• _Instructions_:
1. In the post about losing a pet, revise the passage from "I am happy." up to and including "under the curtain.", replacing "sink" with "stove".
2. In the post about losing a pet, list what the writer says they know in the three short lines that each begin "I know".

I smiled, because someone understood. "I know. I'm just not ready."
"Our pets are the greatest stress reducer we have. I know you put a lot of love into him. I'd hate to see it go to waste."
"It won't. I just need some time to adjust before I think about it."

I explained how I have told Bil that he could now bring his cat here (he didn't bring the cat when he moved because Doctor was here). It would be a kind of stop gap. Someone else's cat. Not really my responsibility. Once that cat leaves ... maybe I'll consider another ... pet. I'm wondering if Bil took me seriously when I said he could bring his cat?
I am happy. I'm fine. I have dealt with his passing. In fact I'm relieved. I know I've done the right thing, and I know he is happy. I feel better because I don't have to watch him suffer, and worry about what I can or can't do to help him.
I still miss him. I still come into the house and look down to the floor so I don't trip on him. I still think he is around - maybe asleep under the sink or basking in the sun under the curtain.

I know he is gone.
I know he is happy.
I know I miss him.
That is all I need.

What else has been going on? Yesterday I was so busy. I didn't get to bed until 8pm. I wrote my column for DC magazine. I actually gave slightly more technical information then I'm used to. I ran down to TAP just to make sure I included everything and (because I was writing on a past due dead line) got a second opinion on how it was written. Well, they liked it - and so did the editor ... I guess I did well.
-Hey, just a note to all that read this - do you have a question? Write me. Personal stuff I'll answer here, anything about HIV and AIDS I can use in the column. Don't want to send it to me directly - send it through DC magazine. Want advice that isn't HIV related - DC magazine also has GayCoach.

• _Provided material_:
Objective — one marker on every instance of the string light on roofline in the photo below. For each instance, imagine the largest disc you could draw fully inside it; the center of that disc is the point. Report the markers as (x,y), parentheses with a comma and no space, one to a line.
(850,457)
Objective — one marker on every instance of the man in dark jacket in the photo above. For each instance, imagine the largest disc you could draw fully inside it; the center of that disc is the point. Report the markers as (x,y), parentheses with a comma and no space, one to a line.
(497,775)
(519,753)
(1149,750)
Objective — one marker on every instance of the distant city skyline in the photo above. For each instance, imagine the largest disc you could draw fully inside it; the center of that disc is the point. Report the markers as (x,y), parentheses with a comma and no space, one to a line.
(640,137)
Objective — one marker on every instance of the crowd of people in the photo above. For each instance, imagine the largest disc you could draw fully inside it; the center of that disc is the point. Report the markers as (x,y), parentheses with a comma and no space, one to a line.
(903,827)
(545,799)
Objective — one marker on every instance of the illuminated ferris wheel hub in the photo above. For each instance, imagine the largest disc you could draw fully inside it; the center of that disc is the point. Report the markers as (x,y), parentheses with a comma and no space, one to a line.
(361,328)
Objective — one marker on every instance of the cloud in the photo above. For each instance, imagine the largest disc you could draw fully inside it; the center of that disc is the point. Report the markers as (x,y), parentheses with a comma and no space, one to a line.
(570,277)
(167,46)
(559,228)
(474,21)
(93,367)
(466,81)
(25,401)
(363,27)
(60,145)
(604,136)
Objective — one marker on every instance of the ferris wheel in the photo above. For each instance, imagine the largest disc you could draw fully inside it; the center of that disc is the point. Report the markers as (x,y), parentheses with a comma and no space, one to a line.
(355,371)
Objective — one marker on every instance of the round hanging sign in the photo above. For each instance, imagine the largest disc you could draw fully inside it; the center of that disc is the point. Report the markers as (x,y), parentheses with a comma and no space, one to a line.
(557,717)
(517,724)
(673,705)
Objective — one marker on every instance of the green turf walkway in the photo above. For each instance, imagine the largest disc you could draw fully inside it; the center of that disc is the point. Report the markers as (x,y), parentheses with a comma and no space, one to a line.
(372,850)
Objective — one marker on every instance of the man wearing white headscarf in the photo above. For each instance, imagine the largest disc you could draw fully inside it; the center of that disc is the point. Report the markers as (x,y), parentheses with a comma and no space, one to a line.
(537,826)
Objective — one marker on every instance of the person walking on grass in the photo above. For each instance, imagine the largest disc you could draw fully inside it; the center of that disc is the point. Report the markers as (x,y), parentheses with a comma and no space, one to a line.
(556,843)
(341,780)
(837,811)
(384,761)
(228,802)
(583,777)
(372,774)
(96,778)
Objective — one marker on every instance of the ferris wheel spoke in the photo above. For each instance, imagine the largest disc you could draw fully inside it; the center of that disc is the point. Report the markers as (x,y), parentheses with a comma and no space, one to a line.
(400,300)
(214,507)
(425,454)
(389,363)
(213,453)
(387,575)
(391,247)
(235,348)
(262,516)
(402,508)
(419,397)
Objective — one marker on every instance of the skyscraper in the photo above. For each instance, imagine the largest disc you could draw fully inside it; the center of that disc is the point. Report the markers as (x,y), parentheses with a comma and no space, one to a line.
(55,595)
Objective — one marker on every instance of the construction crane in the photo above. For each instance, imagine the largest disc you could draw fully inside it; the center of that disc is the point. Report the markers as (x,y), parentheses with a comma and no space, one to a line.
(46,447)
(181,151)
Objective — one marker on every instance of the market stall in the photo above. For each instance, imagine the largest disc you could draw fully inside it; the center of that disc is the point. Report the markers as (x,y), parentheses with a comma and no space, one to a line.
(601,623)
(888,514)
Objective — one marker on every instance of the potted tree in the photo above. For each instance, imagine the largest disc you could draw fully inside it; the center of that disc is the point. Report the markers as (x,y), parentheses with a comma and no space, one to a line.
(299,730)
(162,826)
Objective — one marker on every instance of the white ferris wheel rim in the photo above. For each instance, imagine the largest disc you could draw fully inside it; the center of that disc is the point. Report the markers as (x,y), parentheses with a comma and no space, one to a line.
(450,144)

• _Answers to the tasks_:
1.
I am happy. I'm fine. I have dealt with his passing. In fact I'm relieved. I know I've done the right thing, and I know he is happy. I feel better because I don't have to watch him suffer, and worry about what I can or can't do to help him.
I still miss him. I still come into the house and look down to the floor so I don't trip on him. I still think he is around - maybe asleep under the stove or basking in the sun under the curtain.

2.
- He is gone.
- He is happy.
- I miss him.